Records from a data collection
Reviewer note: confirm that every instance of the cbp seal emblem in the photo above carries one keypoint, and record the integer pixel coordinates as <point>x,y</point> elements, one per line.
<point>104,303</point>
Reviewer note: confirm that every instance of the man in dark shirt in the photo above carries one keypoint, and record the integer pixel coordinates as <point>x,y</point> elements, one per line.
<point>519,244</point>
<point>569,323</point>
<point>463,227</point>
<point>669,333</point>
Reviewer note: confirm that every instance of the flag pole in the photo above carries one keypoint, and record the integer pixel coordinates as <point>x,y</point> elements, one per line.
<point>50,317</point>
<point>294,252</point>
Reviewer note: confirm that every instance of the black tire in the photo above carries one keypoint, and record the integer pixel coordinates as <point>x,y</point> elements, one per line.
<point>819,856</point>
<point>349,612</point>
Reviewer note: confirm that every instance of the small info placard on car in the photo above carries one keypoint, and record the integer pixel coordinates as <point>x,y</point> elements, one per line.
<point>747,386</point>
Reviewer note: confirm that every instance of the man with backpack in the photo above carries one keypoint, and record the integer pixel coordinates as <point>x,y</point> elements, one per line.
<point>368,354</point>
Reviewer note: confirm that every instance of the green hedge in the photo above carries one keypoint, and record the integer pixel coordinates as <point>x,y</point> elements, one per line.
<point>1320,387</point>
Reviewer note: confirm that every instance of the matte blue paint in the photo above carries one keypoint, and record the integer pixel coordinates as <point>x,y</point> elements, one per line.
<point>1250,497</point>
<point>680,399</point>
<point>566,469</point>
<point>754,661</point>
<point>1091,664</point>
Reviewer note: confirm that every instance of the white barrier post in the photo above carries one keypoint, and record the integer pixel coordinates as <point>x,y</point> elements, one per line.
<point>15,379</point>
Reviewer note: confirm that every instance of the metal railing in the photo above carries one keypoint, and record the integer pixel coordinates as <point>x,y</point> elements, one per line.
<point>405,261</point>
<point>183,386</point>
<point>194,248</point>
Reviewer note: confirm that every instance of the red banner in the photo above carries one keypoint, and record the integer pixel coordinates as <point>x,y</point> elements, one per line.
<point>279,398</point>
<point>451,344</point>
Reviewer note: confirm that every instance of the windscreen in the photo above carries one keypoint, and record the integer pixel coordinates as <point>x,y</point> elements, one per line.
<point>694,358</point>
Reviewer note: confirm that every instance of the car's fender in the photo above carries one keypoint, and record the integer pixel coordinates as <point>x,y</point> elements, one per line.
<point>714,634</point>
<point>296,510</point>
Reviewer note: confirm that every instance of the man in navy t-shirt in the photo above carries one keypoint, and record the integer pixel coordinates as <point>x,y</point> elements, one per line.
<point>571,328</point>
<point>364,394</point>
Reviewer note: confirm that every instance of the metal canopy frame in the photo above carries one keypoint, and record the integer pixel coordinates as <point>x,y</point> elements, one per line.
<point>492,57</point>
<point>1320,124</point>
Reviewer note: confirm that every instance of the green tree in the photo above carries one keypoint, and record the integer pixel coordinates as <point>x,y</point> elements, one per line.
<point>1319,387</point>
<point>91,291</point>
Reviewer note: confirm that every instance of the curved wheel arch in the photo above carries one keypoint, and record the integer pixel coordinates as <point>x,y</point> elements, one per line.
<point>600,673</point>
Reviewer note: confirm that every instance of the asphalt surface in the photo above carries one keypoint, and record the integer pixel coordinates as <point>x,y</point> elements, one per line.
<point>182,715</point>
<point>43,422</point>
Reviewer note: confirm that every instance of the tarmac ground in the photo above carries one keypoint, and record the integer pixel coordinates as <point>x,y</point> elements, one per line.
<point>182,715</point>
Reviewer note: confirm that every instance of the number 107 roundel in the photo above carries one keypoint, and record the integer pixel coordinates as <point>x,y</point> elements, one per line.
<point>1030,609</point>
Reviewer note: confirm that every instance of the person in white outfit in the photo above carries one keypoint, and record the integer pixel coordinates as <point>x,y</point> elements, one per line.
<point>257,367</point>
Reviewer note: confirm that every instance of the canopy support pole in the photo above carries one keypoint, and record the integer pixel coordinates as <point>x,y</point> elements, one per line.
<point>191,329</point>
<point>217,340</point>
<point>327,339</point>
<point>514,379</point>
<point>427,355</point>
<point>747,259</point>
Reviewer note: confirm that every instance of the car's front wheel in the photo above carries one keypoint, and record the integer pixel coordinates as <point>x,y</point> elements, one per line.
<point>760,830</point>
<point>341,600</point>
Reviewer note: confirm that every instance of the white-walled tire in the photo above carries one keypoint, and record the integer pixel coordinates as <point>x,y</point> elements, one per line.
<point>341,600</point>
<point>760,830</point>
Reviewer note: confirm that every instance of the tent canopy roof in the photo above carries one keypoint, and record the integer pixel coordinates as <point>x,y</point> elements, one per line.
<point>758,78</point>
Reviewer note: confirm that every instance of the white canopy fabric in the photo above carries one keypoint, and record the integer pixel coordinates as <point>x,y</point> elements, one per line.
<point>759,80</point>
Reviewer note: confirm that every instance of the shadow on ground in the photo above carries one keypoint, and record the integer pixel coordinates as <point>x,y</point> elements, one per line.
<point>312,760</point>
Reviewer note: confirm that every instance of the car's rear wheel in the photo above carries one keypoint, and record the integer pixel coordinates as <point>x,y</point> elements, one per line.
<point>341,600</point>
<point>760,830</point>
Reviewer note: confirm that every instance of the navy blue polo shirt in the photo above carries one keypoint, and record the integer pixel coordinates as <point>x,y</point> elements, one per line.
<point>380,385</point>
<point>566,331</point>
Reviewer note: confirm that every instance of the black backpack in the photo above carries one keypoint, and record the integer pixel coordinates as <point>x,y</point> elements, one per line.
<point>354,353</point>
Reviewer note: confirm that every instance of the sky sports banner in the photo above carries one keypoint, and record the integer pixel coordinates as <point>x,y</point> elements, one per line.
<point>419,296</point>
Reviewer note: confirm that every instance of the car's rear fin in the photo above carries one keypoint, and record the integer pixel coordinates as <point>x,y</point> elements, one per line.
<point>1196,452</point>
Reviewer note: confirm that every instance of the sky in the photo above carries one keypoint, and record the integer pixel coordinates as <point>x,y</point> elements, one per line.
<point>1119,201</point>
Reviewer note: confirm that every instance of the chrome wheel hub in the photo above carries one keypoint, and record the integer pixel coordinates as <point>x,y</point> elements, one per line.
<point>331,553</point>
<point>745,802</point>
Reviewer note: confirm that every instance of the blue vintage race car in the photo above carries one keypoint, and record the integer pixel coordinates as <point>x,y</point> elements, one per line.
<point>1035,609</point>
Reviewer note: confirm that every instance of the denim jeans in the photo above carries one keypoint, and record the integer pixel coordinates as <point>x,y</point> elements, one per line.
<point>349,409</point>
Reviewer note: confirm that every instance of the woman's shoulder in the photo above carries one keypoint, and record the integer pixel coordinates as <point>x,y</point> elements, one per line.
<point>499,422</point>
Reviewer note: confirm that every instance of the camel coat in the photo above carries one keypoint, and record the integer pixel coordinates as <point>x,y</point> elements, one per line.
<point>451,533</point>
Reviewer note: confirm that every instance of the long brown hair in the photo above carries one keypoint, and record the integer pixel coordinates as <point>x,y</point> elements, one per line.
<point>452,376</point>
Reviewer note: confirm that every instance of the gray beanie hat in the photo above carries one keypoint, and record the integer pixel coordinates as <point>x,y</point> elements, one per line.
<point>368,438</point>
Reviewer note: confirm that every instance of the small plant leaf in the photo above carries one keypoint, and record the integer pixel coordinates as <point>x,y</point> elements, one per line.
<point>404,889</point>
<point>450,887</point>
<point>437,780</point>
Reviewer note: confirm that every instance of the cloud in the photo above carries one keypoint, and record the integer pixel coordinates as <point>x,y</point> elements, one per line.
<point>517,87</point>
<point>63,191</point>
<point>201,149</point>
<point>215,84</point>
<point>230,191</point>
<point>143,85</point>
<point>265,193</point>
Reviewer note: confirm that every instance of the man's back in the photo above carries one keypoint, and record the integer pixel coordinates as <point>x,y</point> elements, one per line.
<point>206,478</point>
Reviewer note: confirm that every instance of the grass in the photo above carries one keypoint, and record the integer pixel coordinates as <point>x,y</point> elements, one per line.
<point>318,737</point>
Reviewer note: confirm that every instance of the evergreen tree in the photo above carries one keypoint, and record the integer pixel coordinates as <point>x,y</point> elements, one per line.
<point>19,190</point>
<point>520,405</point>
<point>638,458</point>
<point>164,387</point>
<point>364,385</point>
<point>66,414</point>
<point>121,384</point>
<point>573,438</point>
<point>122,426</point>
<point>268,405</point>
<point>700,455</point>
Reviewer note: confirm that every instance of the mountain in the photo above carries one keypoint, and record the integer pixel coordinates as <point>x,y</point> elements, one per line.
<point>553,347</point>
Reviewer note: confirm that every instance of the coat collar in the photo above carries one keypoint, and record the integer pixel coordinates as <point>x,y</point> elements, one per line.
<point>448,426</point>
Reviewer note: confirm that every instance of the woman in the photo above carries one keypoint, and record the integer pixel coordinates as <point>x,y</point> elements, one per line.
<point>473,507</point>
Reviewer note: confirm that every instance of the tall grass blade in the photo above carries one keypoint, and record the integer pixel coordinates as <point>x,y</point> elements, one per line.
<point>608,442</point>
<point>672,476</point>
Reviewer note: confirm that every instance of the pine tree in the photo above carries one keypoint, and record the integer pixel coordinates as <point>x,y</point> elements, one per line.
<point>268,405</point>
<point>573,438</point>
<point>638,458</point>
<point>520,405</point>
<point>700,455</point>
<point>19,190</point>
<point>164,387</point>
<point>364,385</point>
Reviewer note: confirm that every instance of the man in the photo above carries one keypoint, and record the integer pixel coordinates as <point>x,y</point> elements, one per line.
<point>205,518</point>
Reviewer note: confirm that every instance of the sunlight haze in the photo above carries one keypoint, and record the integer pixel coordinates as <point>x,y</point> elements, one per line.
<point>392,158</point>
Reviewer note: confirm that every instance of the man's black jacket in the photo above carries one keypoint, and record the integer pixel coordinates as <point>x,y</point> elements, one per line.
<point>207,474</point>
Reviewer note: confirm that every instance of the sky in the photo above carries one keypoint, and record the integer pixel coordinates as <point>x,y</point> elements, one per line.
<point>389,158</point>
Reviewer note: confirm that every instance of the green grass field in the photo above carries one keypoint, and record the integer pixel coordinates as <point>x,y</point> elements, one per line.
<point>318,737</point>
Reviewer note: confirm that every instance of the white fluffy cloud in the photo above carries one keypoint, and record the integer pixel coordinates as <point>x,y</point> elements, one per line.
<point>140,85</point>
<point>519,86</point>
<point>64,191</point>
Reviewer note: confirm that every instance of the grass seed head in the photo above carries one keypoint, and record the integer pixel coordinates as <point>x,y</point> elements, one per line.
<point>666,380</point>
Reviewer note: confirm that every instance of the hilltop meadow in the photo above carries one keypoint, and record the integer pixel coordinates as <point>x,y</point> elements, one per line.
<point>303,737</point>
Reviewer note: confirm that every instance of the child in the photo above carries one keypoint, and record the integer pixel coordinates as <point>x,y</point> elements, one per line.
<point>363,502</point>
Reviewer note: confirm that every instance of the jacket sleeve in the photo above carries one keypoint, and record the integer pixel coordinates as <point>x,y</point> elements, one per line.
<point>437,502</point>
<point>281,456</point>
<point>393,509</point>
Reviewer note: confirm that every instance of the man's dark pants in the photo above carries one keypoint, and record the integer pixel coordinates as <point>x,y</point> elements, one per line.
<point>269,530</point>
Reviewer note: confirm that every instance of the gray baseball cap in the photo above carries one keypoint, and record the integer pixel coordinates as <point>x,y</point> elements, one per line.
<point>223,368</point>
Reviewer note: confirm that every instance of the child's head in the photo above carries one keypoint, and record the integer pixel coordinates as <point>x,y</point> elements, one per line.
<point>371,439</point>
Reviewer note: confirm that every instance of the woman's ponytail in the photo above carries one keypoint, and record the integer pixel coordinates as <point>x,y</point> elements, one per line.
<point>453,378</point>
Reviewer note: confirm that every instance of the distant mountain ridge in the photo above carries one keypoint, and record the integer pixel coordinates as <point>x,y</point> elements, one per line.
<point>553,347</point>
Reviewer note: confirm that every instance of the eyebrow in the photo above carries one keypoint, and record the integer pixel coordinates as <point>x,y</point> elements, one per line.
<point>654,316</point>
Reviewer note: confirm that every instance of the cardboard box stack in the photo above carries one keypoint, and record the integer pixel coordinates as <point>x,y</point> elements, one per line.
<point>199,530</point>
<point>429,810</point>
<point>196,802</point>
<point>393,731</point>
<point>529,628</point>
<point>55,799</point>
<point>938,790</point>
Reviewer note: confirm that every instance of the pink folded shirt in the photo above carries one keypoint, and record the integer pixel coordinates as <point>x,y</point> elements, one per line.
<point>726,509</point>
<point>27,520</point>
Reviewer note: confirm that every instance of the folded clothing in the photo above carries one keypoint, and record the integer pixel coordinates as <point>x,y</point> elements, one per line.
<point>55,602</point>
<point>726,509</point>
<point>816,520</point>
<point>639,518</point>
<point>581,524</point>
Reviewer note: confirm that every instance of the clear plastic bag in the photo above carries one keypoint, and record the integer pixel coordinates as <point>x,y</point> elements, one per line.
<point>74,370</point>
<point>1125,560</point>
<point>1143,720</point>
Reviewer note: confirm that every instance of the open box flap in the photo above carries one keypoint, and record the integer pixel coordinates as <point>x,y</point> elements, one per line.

-- SET PROBLEM --
Rewrite as a numbered list the lines starting with the line that contains "Reviewer note: confirm that every instance of the green hedge" and going on through the line that contains "<point>194,248</point>", leaving out any blank lines.

-- COMPLETE OUTPUT --
1. Reviewer note: confirm that every instance of the green hedge in the photo above carries one keypoint, and record the integer pixel coordinates as <point>x,y</point> elements, one per line.
2. <point>1320,387</point>
3. Reviewer note: confirm that every instance of the matte blue paint in the photo above carries one keypoint, and record the integer pixel coordinates as <point>x,y</point> elements, one per line.
4. <point>1250,497</point>
5. <point>680,399</point>
6. <point>566,469</point>
7. <point>754,661</point>
8. <point>1091,664</point>
9. Reviewer note: confirm that every instance of the white barrier post in the photo above carries one keypoint, and record the integer pixel coordinates as <point>x,y</point> elements, one per line.
10. <point>15,379</point>
11. Reviewer note: confirm that every instance of the metal railing in the photo above carries one keypoint, and record the integer pixel coordinates as <point>x,y</point> elements, one per line.
12. <point>405,261</point>
13. <point>183,386</point>
14. <point>194,248</point>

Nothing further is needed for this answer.